Bekendmaking van een aanvraag overeenkomstig artikel 50, lid 2, onder a), van Verordening (EU) nr. 1151/2012 van het Europees Parlement en de Raad inzake kwaliteitsregelingen voor landbouwproducten en levensmiddelen
Bekendmaking van een aanvraag overeenkomstig artikel 50, lid 2, onder a), van Verordening (EU) nr. 1151/2012 van het Europees Parlement en de Raad inzake kwaliteitsregelingen voor landbouwproducten en levensmiddelen
14.8.2013 | NL | Publicatieblad van de Europese Unie | C 235/5 |
Bekendmaking van een aanvraag overeenkomstig artikel 50, lid 2, onder a), van Verordening (EU) nr. 1151/2012 van het Europees Parlement en de Raad inzake kwaliteitsregelingen voor landbouwproducten en levensmiddelen
2013/C 235/05
Deze bekendmaking verleent het recht om op grond van artikel 51 van Verordening (EU) nr. 1151/2012 van het Europees Parlement en de Raad(1) bezwaar aan te tekenen tegen de aanvraag.
ENIG DOCUMENT
VERORDENING (EG) Nr. 510/2006 VAN DE RAAD
inzake de bescherming van geografische aanduidingen en oorsprongsbenamingen van landbouwproducten en levensmiddelen(2)
„MIEL DE TENERIFE”
EG-nummer: ES-PDO-0005-0943-24.01.2012
BGA ( ) BOB ( X )
1. Naam
„Miel de Tenerife”

AANGELEVERDE GEGEVENS:
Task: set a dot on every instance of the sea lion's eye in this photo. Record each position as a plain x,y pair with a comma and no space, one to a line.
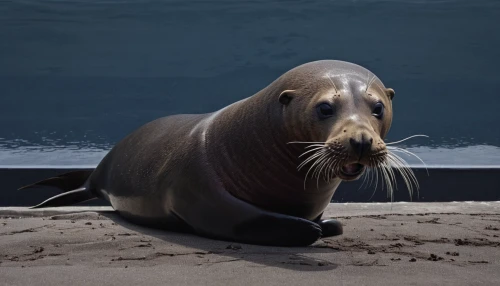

KORTE OPDRACHT A: Haal uit de bekendmaking over honing uit Tenerife het gedeelte van "ENIG DOCUMENT" tot en met "landbouwproducten en levensmiddelen(2)" woordelijk over.
KORTE OPDRACHT B: Schrijf het vervolg van de bekendmaking over honing uit Tenerife, aansluitend op de laatste regel van het bronfragment.

UITWERKING OPDRACHT A:
ENIG DOCUMENT
VERORDENING (EG) Nr. 510/2006 VAN DE RAAD
inzake de bescherming van geografische aanduidingen en oorsprongsbenamingen van landbouwproducten en levensmiddelen(2)

UITWERKING OPDRACHT B:
2. Lidstaat of derde land
Spanje
3. Beschrijving van het landbouwproduct of levensmiddel
3.1. Productcategorie
Categorie 1.4. | Andere producten van dierlijke oorsprong (eieren, honing, zuivelproducten behalve boter, enz.) |
3.2. Beschrijving van het product waarvoor de in punt 1 vermelde naam van toepassing is
„Miel de Tenerife”: de honing die door honingbijen op het eiland Tenerife wordt geproduceerd uit de nectar van de bloemen of uit de afscheidingsproducten van andere delen van de planten die groeien in de verschillende ecosystemen van Tenerife. De honing wordt geproduceerd in bijenkasten met uitneembare raten en ondergaat tijdens de verwerking geen warmtebehandelingen. Hij is verkrijgbaar in vloeibare, vaste of gekristalliseerde vorm, alsook in hele raten of in delen daarvan.
De honing wordt gekenmerkt door een grote verscheidenheid aan kleuren, smaken en soorten die de verscheidenheid van de ecosystemen en de flora van het eiland weerspiegelen.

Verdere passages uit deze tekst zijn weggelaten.